Information shown —
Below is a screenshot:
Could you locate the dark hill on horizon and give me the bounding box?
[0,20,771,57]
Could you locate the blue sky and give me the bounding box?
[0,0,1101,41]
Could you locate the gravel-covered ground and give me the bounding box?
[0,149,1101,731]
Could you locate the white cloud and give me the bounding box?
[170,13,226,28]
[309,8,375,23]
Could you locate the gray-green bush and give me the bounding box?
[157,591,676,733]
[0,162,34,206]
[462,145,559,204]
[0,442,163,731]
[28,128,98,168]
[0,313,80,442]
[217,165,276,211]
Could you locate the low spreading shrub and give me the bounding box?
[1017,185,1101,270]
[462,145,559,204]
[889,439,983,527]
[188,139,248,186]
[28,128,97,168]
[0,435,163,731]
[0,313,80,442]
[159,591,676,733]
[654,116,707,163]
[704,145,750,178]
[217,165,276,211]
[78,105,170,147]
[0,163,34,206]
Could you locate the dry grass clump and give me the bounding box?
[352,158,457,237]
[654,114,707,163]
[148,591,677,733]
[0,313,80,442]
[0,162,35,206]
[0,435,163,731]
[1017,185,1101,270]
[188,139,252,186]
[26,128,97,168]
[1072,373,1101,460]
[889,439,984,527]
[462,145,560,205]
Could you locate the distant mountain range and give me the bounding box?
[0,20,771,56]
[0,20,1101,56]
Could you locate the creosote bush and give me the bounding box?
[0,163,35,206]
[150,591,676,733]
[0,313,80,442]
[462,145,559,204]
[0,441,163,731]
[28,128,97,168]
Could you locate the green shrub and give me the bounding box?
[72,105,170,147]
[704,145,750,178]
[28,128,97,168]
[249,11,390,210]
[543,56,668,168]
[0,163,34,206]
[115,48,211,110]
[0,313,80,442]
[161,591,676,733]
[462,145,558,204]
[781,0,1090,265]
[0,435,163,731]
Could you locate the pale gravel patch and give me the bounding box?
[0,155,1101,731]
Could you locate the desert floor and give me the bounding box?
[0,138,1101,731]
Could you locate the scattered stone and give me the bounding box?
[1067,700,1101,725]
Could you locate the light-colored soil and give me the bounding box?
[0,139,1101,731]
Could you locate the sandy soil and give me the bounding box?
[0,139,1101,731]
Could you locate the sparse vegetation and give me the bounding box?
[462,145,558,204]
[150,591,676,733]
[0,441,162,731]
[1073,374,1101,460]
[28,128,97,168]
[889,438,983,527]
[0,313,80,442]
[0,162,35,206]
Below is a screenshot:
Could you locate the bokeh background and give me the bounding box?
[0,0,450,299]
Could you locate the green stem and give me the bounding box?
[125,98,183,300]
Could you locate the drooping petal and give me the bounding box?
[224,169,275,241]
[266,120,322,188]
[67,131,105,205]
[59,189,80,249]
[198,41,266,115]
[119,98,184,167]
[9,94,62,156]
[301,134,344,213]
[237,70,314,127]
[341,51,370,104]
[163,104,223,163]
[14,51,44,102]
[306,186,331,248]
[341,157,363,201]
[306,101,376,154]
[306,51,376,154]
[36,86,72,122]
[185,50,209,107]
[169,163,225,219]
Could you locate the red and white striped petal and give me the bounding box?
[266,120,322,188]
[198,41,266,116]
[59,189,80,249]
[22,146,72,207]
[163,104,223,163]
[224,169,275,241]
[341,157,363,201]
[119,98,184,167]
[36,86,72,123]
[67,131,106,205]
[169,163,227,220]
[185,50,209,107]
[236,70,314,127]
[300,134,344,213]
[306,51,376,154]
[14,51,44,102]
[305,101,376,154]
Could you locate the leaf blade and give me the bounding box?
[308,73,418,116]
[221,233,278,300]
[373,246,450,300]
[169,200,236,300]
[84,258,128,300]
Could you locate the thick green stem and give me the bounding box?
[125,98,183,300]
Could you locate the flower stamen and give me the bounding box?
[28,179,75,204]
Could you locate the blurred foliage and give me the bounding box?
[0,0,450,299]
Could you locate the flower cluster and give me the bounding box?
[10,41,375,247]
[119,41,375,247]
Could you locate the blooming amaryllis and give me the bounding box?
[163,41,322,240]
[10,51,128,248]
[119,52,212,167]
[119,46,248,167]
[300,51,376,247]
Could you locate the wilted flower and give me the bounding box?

What is asked — Rewrite all of the items above, replacing every instance of "bounding box" with "enclosing rectangle" and leaving everything else unchanged.

Answer for the task —
Below is a screenshot:
Could you locate the dark hill on horizon and give me the enclosing rectangle?
[0,20,771,57]
Could you locate the blue sky and give me the enclosing rectangle?
[0,0,1101,41]
Could you locate the gravel-covered ground and give me the enclosing rectangle?
[0,149,1101,731]
Could you locate the white cloud and give me the enclosing rectangle?
[170,13,226,28]
[309,8,375,23]
Could you locate the gray-green bush and give me the enclosing rectangle?
[157,591,676,733]
[0,162,34,206]
[462,145,559,204]
[0,442,163,731]
[28,128,98,168]
[0,313,80,442]
[217,165,276,211]
Could you locate the low spreading shrub and give me the enclosing rectangle?
[1017,185,1101,270]
[462,145,559,204]
[889,439,983,527]
[188,139,248,186]
[28,128,97,168]
[0,435,163,731]
[0,313,80,442]
[159,591,676,733]
[654,116,707,163]
[704,145,750,178]
[217,165,276,211]
[78,105,170,147]
[0,163,34,206]
Could you locate the dry grass clump and give me the enclosing rectangle?
[352,158,457,237]
[654,114,707,163]
[148,591,677,733]
[0,313,80,442]
[0,162,35,206]
[0,435,163,731]
[1017,185,1101,270]
[188,139,252,186]
[26,128,97,168]
[1072,373,1101,460]
[889,439,984,527]
[462,145,560,205]
Could you locate the distant mountain range and give me the enclosing rectangle?
[0,20,771,56]
[0,20,1101,56]
Could you locate the creosote bush and give me the enclosing rectangle?
[0,163,35,206]
[150,591,676,733]
[0,313,80,442]
[462,145,559,204]
[0,441,163,731]
[28,128,97,168]
Could you locate the green shrub and give me the enclosing rectangle?
[72,105,170,147]
[704,145,750,178]
[28,128,97,168]
[249,11,390,210]
[543,56,668,168]
[0,163,34,206]
[115,48,211,110]
[0,313,80,442]
[161,591,676,733]
[462,145,558,204]
[781,0,1090,265]
[0,435,163,731]
Could you locate the pale gravel patch and give me the enclosing rectangle?
[0,155,1101,731]
Could you locate the desert floor and give me the enclosing rectangle?
[0,138,1101,731]
Could you locate the scattered stone and give me the enclosing rectangle?
[1067,700,1101,725]
Could you locate the light-colored soil and give me the enclosing rectangle?
[0,139,1101,731]
Could you locate the sandy soil and give me the enclosing rectangle?
[0,139,1101,731]
Could you locate the sparse vegetation and give me the enclosing rectangle?
[462,145,558,204]
[150,591,676,733]
[0,441,162,731]
[1073,374,1101,460]
[28,128,97,168]
[889,438,983,527]
[0,313,80,442]
[0,162,35,206]
Below is a screenshot:
Could you locate the bokeh background and give me the enclosing rectangle?
[0,0,450,299]
Could you locate the green stem and give me the enclosing rectangle?
[125,98,183,300]
Could you locate the drooping petal and give me the enclosing rectangle?
[224,169,275,241]
[266,120,322,188]
[67,131,105,205]
[59,189,80,249]
[198,41,266,115]
[119,98,184,167]
[9,94,62,156]
[301,134,344,213]
[237,70,314,127]
[341,51,370,104]
[163,104,223,163]
[14,51,44,102]
[306,186,331,248]
[341,157,363,201]
[306,101,376,154]
[306,51,376,154]
[36,86,72,122]
[185,50,209,107]
[169,163,225,219]
Could you locate the red and white striped petal and give me the enclosing rectangle?
[266,120,322,188]
[198,41,266,116]
[59,189,80,249]
[22,146,72,207]
[163,104,223,163]
[224,169,275,241]
[341,157,363,201]
[119,98,184,167]
[36,86,72,123]
[67,131,106,205]
[169,163,227,220]
[185,50,209,107]
[236,70,314,127]
[300,134,344,213]
[306,51,376,154]
[14,51,44,102]
[305,101,376,154]
Could you locate the leaf blade and give me the enclosing rectangle?
[308,73,418,116]
[221,233,278,300]
[373,246,450,300]
[169,200,236,300]
[84,258,128,300]
Could you locate the thick green stem and give me the enclosing rectangle?
[125,98,183,300]
Could you locate the flower stamen and give me the enclosing rectangle?
[28,179,75,204]
Could you locate the blurred foliage and give me the enclosing rectangle?
[0,0,450,299]
Could you locate the flower cluster and give me the enclosing rectangle?
[10,41,375,247]
[119,41,375,247]
Could you locate the blooming amaryllis and give me the enclosing rectangle?
[163,41,322,240]
[10,51,128,248]
[119,52,212,167]
[119,46,248,167]
[300,51,376,247]
Could you locate the wilted flower and give me the enclosing rectangle?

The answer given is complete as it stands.